Apply what you read:
#1 Rewrite the commentary on the King and the Witch starting at "Because all but" and ending at "capture the thieves.", changing "stalking" to "shadowing".
#2 Write what comes next in the commentary on the King and the Witch, picking up after its final sentence.

Now, the Witch is mostly just concerned with stealing jewels, and will even turn on her own hired goons if they want to get violent with the intended victims, but in a couple of her appearances she displays a talent for disguise as well.  From her first appearance, it is implied that she and the King have met before, and I suspect that Myrna Mallon was simply an identity she had adopted while working for Boss Barton, which fits her general M.O., as well as explaining how she and the King met, and why there is already a spark between them in their supposed first encounter.

Because all but a handful of stories feature the Witch, the series is excessively repetitive.  The King seems to have little interest in crimes, other than the ones she is involved with, and admits to following her around, essentially stalking her until he sees she is up to something, and then taking on disguises to protect the victim, recover the jewels and capture the thieves.

The King and the Witch even work together a few times.  This begins with Flash Comics 9, which deals with a horde of jade pursued by the Witch and some chinese pirates.  After defeating the pirates, the King suggests they simply split the jade horde between them.  She joins the King in World’s Finest 3 in stopping a fake food coupon scam.  I don’t fully understand what these food coupons are, it’s not the ration system, as the US is not at war yet, but I guess it’s the forerunner of food stamps?  Anyway, she also helps out the King in other stories against Nazi agents, putting her patriotism over her criminal impulses.

Source material:
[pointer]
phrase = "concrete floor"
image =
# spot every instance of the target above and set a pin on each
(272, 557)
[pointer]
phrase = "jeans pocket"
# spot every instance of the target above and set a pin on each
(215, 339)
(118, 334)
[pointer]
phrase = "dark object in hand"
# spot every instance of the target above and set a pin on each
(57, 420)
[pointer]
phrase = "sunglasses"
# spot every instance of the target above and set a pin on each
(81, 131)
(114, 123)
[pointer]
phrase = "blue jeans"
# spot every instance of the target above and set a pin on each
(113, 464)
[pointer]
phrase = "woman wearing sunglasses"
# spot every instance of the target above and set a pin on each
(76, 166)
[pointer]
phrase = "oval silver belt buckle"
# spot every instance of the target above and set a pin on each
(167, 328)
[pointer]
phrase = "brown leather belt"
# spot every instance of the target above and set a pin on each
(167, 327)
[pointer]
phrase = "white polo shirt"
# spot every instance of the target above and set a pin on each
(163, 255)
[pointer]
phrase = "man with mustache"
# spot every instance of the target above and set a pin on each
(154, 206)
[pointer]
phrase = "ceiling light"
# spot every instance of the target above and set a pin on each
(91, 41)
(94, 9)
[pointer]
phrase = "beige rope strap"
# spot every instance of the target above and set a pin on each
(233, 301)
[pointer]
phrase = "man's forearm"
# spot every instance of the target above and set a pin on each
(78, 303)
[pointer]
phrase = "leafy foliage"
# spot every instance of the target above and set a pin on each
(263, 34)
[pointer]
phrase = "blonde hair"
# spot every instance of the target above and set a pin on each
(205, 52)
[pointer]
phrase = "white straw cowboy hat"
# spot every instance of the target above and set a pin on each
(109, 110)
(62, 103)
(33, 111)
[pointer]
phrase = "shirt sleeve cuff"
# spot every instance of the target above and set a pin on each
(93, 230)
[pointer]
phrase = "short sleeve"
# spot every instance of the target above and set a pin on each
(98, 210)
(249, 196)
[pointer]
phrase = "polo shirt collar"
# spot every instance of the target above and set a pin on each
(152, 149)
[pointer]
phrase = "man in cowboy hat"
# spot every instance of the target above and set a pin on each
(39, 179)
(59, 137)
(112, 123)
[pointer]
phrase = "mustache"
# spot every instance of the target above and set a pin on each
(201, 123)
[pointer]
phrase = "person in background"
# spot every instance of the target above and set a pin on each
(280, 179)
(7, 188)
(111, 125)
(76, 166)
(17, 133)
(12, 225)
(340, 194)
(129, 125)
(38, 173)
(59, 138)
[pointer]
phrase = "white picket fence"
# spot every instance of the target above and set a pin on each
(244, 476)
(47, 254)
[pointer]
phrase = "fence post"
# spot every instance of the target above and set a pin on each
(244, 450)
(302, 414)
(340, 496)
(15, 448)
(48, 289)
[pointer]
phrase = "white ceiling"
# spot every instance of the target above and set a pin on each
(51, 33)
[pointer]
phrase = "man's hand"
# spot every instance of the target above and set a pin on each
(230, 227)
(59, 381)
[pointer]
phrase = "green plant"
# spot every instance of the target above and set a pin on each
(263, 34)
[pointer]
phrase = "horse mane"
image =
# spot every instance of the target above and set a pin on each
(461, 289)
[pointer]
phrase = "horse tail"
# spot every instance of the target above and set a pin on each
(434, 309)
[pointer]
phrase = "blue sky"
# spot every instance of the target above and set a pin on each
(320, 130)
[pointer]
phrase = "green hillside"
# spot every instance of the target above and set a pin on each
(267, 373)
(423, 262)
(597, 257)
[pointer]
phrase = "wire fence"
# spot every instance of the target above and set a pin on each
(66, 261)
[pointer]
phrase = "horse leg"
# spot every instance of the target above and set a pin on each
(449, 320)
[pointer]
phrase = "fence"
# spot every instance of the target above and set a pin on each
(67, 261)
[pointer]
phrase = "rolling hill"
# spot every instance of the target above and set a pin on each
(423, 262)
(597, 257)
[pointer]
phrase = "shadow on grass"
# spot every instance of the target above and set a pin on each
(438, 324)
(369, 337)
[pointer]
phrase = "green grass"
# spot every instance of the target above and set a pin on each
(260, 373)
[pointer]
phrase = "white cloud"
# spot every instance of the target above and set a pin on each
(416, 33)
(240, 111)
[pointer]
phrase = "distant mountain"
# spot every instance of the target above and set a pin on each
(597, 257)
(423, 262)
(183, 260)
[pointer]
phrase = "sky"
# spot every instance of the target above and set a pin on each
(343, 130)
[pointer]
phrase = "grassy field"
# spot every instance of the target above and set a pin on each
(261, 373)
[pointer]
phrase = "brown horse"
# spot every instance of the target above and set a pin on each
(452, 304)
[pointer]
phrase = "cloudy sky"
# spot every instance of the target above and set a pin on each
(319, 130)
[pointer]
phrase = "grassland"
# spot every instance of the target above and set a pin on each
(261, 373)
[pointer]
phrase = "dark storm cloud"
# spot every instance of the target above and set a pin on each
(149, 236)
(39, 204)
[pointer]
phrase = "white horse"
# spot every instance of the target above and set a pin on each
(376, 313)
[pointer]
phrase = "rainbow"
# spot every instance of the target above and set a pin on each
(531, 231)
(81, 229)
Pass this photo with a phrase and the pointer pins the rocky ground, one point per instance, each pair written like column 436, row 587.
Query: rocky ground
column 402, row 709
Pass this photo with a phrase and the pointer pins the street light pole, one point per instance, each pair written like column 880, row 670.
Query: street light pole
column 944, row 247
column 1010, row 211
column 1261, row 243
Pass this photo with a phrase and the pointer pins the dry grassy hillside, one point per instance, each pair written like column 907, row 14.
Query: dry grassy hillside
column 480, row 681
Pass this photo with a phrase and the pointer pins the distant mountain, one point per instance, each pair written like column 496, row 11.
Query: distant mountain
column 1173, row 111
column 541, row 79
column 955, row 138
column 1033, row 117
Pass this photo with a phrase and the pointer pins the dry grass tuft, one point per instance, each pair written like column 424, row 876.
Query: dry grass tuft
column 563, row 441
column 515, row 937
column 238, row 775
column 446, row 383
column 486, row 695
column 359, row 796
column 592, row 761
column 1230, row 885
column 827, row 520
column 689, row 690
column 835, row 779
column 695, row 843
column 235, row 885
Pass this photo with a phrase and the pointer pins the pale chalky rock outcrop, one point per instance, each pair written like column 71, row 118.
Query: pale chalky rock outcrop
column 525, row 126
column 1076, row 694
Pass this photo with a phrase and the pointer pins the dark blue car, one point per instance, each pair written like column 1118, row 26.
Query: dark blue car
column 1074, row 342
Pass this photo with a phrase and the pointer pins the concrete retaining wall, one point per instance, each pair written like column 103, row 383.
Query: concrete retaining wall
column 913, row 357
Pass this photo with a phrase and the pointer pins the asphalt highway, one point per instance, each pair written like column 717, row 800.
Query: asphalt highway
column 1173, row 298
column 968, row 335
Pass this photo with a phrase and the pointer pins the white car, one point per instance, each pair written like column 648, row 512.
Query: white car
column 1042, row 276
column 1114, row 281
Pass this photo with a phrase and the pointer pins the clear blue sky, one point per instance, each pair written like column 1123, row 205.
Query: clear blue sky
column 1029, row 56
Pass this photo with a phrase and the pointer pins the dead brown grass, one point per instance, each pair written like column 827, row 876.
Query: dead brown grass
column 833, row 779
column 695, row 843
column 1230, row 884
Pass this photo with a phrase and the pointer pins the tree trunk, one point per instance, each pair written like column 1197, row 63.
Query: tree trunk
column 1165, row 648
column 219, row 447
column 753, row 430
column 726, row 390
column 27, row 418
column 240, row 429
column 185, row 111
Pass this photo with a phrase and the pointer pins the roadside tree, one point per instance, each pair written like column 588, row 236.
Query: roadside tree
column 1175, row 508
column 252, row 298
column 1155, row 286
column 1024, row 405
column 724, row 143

Answers to this exercise:
#1
Because all but a handful of stories feature the Witch, the series is excessively repetitive.  The King seems to have little interest in crimes, other than the ones she is involved with, and admits to following her around, essentially shadowing her until he sees she is up to something, and then taking on disguises to protect the victim, recover the jewels and capture the thieves.

#2
Although we never learn anything about King Standish’s background, we do learn a bit about the Witch, in World’s Finest 2.  She returns to her father in New Orleans, a successful painter, and discover that they are descendants of the pirate Jean Lafitte, which is given as the explanation for her tendency towards crime.

The most enjoyable story of the entire run is in World’s Finest 5, which deals with gypsies and stolen rubies.  The King takes on the identity of suspected thief Johnee, while the Witch disguises herself as the fortune teller Elena.  While both are in disguise, Johnee and Elena confess their love for each other.  After solving the crime, and seeing the real Johnee and Elena become a couple, the Witch comments on the fact that it was really the two of them confessing their love that spurred the gypsy couple to revealing theirs.

The King does not appear again until the 80s, and even then only in cameos set during this era.  King Chimera would appear as his son in 2009, claiming that his father travelled to Asia at some point after the war, but that’s all we ever learn about him.


The King:  Flash Comics  3 – 37  (Mar 40 – Jan 43),  39 – 41 (Mar – May 43)

World’s Best Comics 1  (Spring 41)

World’s Finest Comics 2 – 5  (Summer 41 – Spring 42),  8  (Winter 42)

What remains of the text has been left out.